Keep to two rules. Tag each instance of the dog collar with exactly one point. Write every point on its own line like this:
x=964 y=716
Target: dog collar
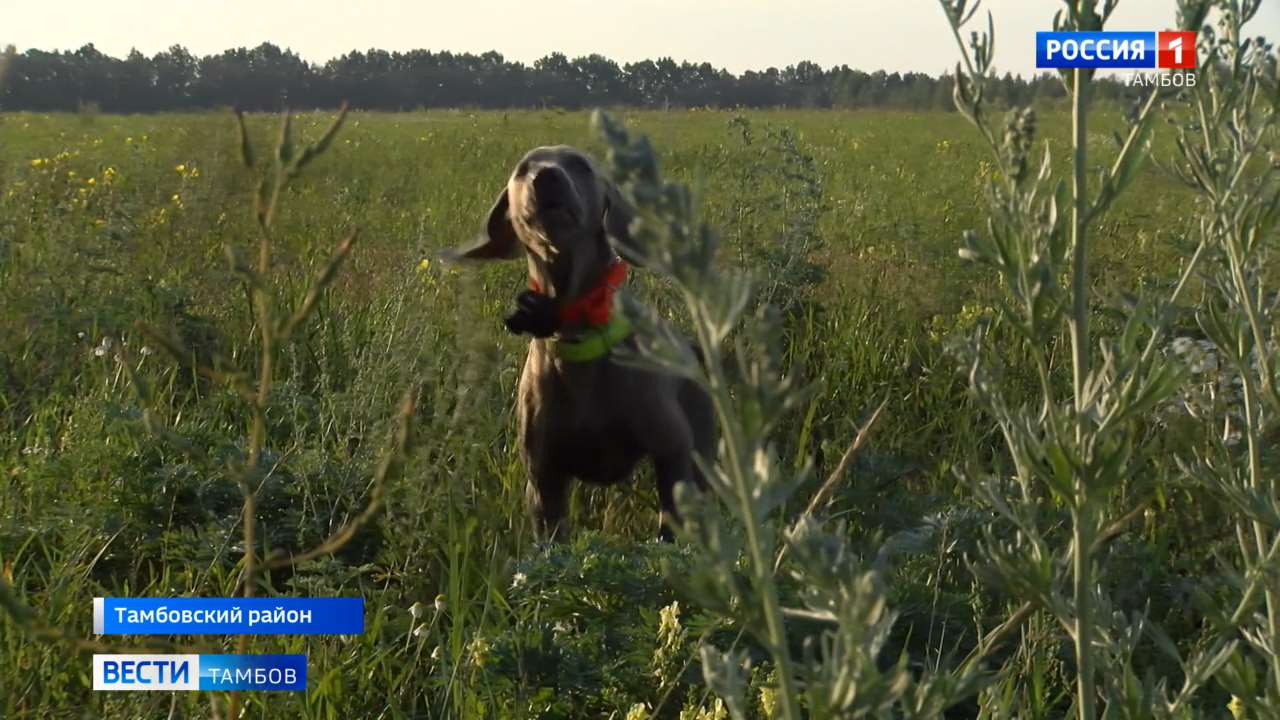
x=593 y=309
x=594 y=306
x=594 y=342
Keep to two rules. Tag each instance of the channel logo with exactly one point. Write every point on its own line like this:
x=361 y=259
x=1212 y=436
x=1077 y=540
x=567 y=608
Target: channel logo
x=1120 y=50
x=200 y=671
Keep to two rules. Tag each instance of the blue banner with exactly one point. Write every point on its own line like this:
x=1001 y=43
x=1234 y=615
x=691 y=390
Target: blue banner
x=1095 y=49
x=200 y=671
x=229 y=615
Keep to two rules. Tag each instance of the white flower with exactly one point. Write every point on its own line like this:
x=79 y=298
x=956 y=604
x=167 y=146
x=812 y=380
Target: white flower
x=104 y=347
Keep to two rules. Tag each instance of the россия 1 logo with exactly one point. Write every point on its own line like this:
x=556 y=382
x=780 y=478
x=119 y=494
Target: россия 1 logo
x=1109 y=49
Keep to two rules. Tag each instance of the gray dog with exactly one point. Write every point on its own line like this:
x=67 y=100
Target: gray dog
x=581 y=414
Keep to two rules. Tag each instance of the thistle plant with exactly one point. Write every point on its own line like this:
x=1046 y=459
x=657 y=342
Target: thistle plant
x=1077 y=452
x=824 y=645
x=1226 y=153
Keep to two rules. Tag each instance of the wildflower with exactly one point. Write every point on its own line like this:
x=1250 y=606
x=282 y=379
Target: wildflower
x=768 y=702
x=479 y=650
x=668 y=620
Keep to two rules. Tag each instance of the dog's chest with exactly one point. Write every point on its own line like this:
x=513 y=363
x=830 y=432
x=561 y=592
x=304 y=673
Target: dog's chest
x=584 y=431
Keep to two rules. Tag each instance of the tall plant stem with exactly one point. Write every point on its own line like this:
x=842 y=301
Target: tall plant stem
x=1082 y=518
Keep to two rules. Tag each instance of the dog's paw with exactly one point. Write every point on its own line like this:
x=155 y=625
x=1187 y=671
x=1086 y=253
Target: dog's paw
x=535 y=314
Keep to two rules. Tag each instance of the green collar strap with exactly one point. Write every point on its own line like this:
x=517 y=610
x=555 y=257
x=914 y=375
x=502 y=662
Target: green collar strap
x=593 y=342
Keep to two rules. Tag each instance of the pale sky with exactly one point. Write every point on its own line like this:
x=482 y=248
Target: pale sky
x=892 y=35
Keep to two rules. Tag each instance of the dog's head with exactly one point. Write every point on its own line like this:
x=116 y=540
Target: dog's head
x=560 y=209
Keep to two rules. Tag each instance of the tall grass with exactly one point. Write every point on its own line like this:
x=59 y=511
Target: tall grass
x=831 y=575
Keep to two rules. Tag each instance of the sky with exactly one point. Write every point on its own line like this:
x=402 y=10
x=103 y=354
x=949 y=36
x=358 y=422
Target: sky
x=736 y=35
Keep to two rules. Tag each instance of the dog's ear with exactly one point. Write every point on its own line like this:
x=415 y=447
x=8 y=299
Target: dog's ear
x=617 y=223
x=498 y=241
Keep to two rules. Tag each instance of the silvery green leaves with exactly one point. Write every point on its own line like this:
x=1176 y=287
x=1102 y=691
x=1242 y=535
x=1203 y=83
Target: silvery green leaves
x=1069 y=454
x=1226 y=128
x=740 y=543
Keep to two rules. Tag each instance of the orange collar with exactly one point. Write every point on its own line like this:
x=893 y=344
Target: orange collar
x=593 y=306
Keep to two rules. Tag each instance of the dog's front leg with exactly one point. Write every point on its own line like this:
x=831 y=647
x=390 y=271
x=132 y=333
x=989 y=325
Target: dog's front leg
x=547 y=497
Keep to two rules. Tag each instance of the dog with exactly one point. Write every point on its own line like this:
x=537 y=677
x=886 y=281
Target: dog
x=580 y=413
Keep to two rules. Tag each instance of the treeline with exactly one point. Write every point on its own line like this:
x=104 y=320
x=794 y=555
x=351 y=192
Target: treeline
x=270 y=78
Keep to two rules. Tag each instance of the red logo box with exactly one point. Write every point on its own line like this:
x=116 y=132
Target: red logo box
x=1176 y=50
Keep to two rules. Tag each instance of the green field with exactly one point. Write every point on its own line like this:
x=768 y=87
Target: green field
x=109 y=220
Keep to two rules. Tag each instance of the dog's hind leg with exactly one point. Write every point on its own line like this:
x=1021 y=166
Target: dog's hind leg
x=670 y=469
x=700 y=414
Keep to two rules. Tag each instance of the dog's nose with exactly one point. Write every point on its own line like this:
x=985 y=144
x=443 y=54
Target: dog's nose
x=551 y=186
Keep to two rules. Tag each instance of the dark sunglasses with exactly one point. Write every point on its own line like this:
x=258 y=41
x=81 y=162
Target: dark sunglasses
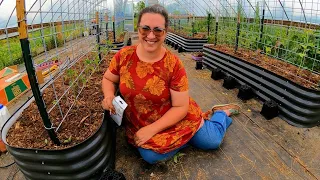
x=146 y=30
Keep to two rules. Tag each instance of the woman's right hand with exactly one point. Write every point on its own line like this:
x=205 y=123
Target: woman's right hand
x=107 y=104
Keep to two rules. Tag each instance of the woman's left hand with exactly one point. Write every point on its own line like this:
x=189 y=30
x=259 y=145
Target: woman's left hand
x=143 y=135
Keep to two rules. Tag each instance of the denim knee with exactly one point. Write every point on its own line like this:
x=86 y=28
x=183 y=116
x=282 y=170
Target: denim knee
x=150 y=156
x=215 y=143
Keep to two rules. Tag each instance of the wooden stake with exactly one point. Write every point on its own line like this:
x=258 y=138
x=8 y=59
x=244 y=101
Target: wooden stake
x=22 y=20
****************
■ **What you should do**: In the entries above, restate word for word the lines between the one holding "x=1077 y=540" and the one holding "Keep to two rules. Tag each instance of the thistle", inclusive, and nothing besides.

■ **Expected answer**:
x=1077 y=540
x=567 y=608
Target: channel logo
x=1120 y=50
x=200 y=671
Keep to two rules. Tag each instance of the blue banner with exactly one point. Write every point on its own line like this:
x=1001 y=43
x=1234 y=615
x=691 y=390
Target: blue banner
x=1095 y=49
x=200 y=671
x=229 y=615
Keep to two rules. Tag each instance of the white flower with exactly one point. Write every point on its own line like this:
x=79 y=298
x=956 y=604
x=167 y=146
x=812 y=380
Target: white flower
x=104 y=347
Keep to two rules. Tag each instance of the россия 1 logo with exactly one point. Write every point on its own line like this:
x=556 y=382
x=780 y=478
x=119 y=494
Target: россия 1 logo
x=1109 y=49
Keep to two rules. Tag each instance of the gray dog with exactly one point. Write every point on its own line like this:
x=67 y=100
Target: gray dog
x=581 y=414
Keep to two rules. Tag each instance of the thistle plant with exactly one point. Write every point on its own line like this:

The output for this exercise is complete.